## Brief
From the beginning of the entries below through the line with "[367,0,474,7]", give every line as a numbered list, skipping blank lines. Leave the pictures out.
►
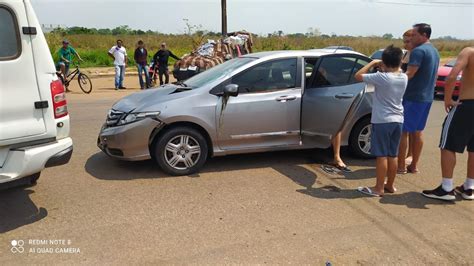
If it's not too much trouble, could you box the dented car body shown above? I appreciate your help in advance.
[97,49,373,175]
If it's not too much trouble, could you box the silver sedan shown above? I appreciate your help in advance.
[97,49,373,175]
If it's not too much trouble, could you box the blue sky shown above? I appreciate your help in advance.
[31,0,474,39]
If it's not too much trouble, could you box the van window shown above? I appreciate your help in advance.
[0,5,21,60]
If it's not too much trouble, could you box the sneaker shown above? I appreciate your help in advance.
[421,185,456,201]
[454,184,474,200]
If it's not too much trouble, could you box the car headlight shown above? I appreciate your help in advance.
[118,112,160,126]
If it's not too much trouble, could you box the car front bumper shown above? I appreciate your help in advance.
[97,118,163,161]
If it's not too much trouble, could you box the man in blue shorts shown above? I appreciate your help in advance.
[398,23,439,174]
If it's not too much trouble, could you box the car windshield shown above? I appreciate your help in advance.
[184,57,256,88]
[445,59,456,67]
[370,50,383,60]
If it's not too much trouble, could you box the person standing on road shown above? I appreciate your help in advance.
[422,47,474,200]
[401,29,413,164]
[355,45,408,197]
[108,40,127,90]
[401,29,413,73]
[153,43,181,85]
[133,40,150,90]
[398,23,439,174]
[57,40,82,91]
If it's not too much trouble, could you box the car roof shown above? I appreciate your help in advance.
[243,49,367,58]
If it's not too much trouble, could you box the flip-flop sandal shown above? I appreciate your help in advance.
[321,164,340,175]
[407,166,420,174]
[383,188,397,194]
[357,187,382,198]
[332,164,352,173]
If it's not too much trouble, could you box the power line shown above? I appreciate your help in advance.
[367,0,474,7]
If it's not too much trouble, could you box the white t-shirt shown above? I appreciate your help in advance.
[109,45,127,66]
[362,72,408,124]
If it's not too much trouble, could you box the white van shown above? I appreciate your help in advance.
[0,0,72,188]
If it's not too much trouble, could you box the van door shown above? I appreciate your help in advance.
[301,55,368,148]
[0,1,46,142]
[0,1,46,167]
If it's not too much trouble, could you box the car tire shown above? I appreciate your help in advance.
[153,127,209,176]
[349,117,373,159]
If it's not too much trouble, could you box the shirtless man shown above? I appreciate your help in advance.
[422,47,474,200]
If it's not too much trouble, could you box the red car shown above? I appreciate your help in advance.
[435,59,462,97]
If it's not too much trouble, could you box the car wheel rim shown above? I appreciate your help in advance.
[164,135,201,170]
[357,125,372,154]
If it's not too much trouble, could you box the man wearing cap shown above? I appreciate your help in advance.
[153,43,181,85]
[58,40,82,89]
[108,39,128,90]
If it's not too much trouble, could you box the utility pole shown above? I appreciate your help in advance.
[221,0,227,37]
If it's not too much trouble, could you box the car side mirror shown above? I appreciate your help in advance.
[224,84,239,97]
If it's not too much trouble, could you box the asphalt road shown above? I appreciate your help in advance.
[0,78,474,265]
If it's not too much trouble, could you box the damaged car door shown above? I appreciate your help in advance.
[301,55,368,148]
[216,57,301,150]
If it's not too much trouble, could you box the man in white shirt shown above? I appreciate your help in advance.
[109,40,127,90]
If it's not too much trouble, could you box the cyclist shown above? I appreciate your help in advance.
[57,40,82,89]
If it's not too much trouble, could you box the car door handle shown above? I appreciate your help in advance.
[335,93,355,99]
[276,95,296,103]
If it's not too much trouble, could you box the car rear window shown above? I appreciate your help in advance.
[0,5,21,60]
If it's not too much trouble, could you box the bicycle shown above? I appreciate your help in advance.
[58,63,92,94]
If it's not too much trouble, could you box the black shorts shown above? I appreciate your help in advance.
[439,100,474,153]
[158,66,168,75]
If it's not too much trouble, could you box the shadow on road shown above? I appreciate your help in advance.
[0,187,48,234]
[85,149,374,182]
[380,191,456,209]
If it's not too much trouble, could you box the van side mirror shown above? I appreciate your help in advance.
[224,84,239,97]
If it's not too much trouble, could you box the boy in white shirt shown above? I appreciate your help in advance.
[108,40,127,90]
[355,45,408,197]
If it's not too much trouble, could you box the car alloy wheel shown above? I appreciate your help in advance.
[164,135,201,170]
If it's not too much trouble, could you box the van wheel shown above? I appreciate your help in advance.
[28,172,41,186]
[154,127,208,176]
[349,117,373,159]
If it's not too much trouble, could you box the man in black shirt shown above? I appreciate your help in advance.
[153,43,181,85]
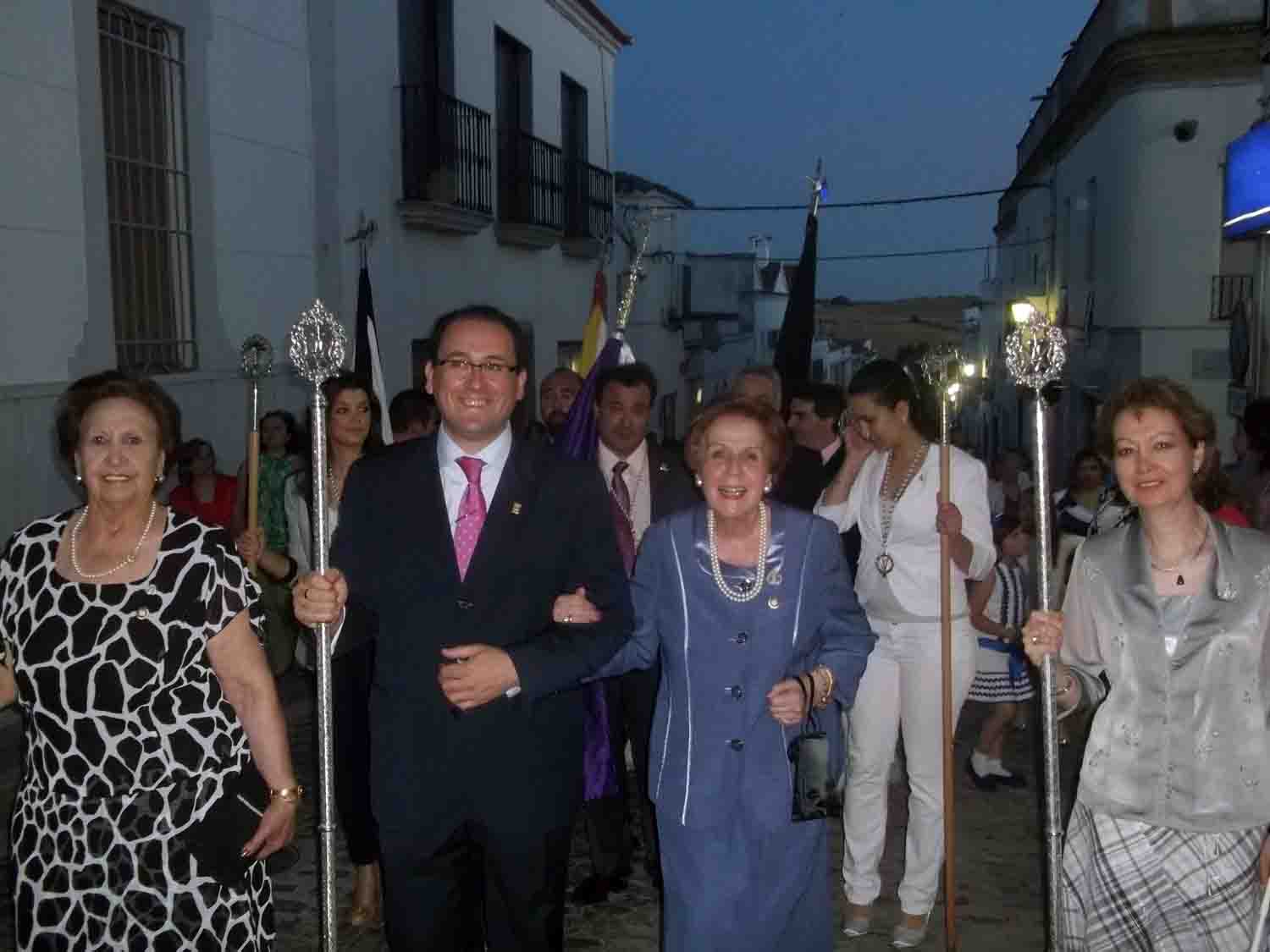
◄
## Output below
1. If it's not too much trouble, could you box the dented car body shown above? I appreciate your help in advance.
2. [97,49,373,175]
3. If it's not too much trouble, could you box the silver sedan shown above? I appreciate your help in advance.
4. [97,49,373,175]
5. If it's not too much trouble, could you box the blue sky shown above? I appreciate your help in advance.
6. [31,0,474,39]
7. If it's not too much trouble, could you box the van window shown above? I appreciate your help in advance.
8. [0,5,21,60]
9. If it's not too much trouble, could you box the sneaker shown above? I appreciate your help in advance.
10. [421,185,456,201]
11. [454,184,474,200]
12. If it's not too much trouble, could you box the car headlight shown above? I appreciate your help in advance.
13. [118,112,160,126]
14. If it's not too much trouble, could you box the car front bumper shown above? I appreciate your help in advance.
15. [97,118,163,161]
16. If it's not too much trouble, could you box the man in blue shorts shown above? I appreciate your help in advance.
17. [398,23,439,174]
18. If it's not too much trouble, could you box the car windshield shown above? I appreciate your help in advance.
19. [184,57,256,88]
20. [445,59,456,67]
21. [370,50,383,60]
22. If it's not too much trouble, could you box the person standing on road shown above? I appreciate your help in advance.
23. [422,47,474,200]
24. [401,29,413,164]
25. [355,45,408,197]
26. [108,40,127,90]
27. [401,29,413,73]
28. [153,43,181,85]
29. [133,40,150,90]
30. [398,23,439,174]
31. [57,40,82,91]
32. If it's not too much trouble, could you box the car roof shown above? I appreciate your help in advance.
33. [243,49,367,58]
34. If it's not too much trouble, could you box the flip-flop sandal shown above? I appreciate your help in advance.
35. [321,164,340,175]
36. [407,166,420,174]
37. [383,188,397,194]
38. [357,187,382,198]
39. [332,164,352,173]
40. If it's not too much trouble, could you box the power line shown above? I appreciate your help in advance.
41. [367,0,474,7]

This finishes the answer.